**ПРЕДОСТАВЛЕННЫЙ ФРАГМЕНТ**
—————

# Что дает ношение ортопедической обуви ребенку?



## lx2012 (12 Май 2015)

Поясню вопрос: ребенку 1 год и 10 мес ( в целом все нормально). в 1 год показывались ортопеду- долго беседовали - в целом о проблеме непостановки  диагноза плоскостопие до 5 лет. рекомендовал носить профилакт. ортопедич обувь.(носим)  и наблюдаться у ортопеда дальше.

переехали в США, здесь нет вообще ортопедической обуви. только на заказ шить. здесь это вообще никто не считает проблемой. и дети все в кроссовках и вообще в сланцах каких то.

я знаю мнение русских врачей ортопедов отличается от местного.
я вижу своим непрофессиональным взглядом что у ребенка есть искривление : ступня как бы сдвинута во внешнюю сторону относительно вертикали всей ноги  (см картинку)
вопросы:
1. таки носить ортопедические сандали если явных обозначенных  местным ортопедом проблем у  ребенка нет или не носить? (мне кажется лучше носить- в крайнем случае это не поможет но и  не сделает ситуацию хуже чем есть)
2. если носить -то все время , то есть и дома тоже?  то есть если носить только обувь на улице то эффекта не будет?
3. вопрос про супинатор- мнения опять расходятся даже у русских врачей- нужен ли высокий супинатор- или нет. мне не понятно как он работает- но по виду мне кажется от как раз сделает со стопой то, что поставит ее в правильное положение.   но как он работает то? пока носим- понятно- нога в правильно положении- а когда сняли? или идет процесс запоминания мышцами?

спасибо за ответы!


----------



## Доктор Ступин (13 Май 2015)

Поэтому и надо обувь+ЛФК.
Где обувь, профилактика, а ЛФК-лечение.
Ортопедическую обувь носить и чем дольше, тем лучше.
Ортопедическая обувь - это высокий задник и стелька.
Про дом. Тут важно время нахождения на ногах, дома-то он присаживается и прилегает, на ногах по 5-7 минут не более, а на улице от ушел-до пришел.

—————

[Данные для локализации: одна точка на каждый объект]
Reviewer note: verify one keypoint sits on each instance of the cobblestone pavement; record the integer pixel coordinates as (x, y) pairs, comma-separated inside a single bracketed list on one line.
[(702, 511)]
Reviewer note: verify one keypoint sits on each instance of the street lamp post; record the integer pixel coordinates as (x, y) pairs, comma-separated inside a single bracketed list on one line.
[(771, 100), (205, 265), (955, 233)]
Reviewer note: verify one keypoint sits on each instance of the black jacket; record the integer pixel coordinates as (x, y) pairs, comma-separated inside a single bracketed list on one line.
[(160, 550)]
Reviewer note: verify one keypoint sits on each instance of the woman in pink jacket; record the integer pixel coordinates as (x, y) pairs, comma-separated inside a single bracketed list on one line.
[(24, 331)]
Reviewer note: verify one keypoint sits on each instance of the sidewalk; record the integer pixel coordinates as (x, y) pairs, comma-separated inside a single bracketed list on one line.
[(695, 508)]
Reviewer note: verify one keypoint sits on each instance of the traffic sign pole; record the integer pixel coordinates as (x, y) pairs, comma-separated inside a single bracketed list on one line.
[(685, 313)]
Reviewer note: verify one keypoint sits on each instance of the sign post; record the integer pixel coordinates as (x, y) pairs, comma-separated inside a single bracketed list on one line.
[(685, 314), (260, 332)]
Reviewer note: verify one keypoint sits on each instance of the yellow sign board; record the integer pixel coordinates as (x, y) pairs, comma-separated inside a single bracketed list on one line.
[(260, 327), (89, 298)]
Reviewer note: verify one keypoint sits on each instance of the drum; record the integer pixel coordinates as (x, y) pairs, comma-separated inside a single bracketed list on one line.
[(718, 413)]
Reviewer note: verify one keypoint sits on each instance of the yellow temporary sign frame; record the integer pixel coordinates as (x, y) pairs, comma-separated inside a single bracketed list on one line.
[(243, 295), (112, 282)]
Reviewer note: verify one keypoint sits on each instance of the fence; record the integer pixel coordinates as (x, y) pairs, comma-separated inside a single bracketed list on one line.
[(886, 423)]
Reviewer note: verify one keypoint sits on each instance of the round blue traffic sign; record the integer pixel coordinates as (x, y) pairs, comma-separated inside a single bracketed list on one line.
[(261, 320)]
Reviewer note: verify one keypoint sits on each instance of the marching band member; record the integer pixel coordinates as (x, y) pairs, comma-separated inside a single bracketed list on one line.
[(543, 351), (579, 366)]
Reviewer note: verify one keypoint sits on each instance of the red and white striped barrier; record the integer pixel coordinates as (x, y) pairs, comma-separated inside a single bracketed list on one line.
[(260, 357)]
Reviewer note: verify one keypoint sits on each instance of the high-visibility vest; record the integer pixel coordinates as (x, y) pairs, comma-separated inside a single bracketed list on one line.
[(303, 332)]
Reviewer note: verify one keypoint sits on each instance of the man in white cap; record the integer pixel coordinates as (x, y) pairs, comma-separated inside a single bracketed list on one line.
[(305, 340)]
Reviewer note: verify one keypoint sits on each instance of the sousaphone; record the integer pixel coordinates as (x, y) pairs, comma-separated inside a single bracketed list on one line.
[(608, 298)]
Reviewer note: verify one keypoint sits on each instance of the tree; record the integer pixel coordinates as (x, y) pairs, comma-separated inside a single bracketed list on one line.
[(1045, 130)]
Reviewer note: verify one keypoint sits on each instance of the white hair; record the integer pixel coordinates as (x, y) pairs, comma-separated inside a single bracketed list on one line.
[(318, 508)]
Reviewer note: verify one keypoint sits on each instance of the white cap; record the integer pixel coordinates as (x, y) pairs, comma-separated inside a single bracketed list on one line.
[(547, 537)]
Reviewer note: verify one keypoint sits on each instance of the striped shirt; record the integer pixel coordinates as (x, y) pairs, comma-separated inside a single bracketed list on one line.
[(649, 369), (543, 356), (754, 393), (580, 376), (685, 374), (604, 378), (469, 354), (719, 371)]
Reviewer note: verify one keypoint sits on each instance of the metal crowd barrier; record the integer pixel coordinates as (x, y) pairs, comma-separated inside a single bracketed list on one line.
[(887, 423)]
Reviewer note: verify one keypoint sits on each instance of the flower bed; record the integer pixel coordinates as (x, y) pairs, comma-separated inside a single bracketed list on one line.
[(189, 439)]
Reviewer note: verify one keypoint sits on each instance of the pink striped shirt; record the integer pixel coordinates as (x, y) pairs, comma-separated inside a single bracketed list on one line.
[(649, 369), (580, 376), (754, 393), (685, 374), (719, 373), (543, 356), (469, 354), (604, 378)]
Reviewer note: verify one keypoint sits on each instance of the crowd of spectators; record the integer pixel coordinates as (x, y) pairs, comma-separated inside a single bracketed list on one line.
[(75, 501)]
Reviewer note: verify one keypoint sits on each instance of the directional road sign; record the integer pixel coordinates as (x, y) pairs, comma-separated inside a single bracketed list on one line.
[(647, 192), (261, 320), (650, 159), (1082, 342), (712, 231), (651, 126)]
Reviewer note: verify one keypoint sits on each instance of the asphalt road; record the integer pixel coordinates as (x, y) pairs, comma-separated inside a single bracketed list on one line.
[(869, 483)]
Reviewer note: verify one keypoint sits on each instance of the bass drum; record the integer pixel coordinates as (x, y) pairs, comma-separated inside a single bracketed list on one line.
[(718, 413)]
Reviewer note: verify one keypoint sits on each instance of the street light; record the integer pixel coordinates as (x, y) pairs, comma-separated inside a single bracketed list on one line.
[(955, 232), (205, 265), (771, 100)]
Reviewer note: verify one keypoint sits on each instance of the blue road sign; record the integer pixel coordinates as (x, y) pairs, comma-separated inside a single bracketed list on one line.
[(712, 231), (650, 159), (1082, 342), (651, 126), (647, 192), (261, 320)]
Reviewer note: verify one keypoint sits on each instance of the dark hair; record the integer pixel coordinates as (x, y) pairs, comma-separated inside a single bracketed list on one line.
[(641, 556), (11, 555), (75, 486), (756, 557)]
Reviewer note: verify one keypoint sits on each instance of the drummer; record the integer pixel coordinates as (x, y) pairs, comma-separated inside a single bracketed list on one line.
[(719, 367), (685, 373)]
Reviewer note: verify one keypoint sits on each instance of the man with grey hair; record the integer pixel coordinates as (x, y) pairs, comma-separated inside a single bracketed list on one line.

—————

**ЗАДАНИЕ A**
Перепишите часть фрагмента об ортопедической обуви, начиная со слов «3. вопрос про» и заканчивая словами «дольше, тем лучше.». При этом замените «ЛФК» на «массаж».
**ЗАДАНИЕ B**
Что представляет собой ортопедическая обувь, по словам Доктора Ступина во фрагменте об ортопедической обуви?
Записи в этой работе не используются.

**РЕШЕНИЕ A**
3. вопрос про супинатор- мнения опять расходятся даже у русских врачей- нужен ли высокий супинатор- или нет. мне не понятно как он работает- но по виду мне кажется от как раз сделает со стопой то, что поставит ее в правильное положение.   но как он работает то? пока носим- понятно- нога в правильно положении- а когда сняли? или идет процесс запоминания мышцами?

спасибо за ответы!


----------



## Доктор Ступин (13 Май 2015)

Поэтому и надо обувь+массаж.
Где обувь, профилактика, а массаж-лечение.
Ортопедическую обувь носить и чем дольше, тем лучше.

**РЕШЕНИЕ B**
Ортопедическая обувь — это высокий задник и стелька.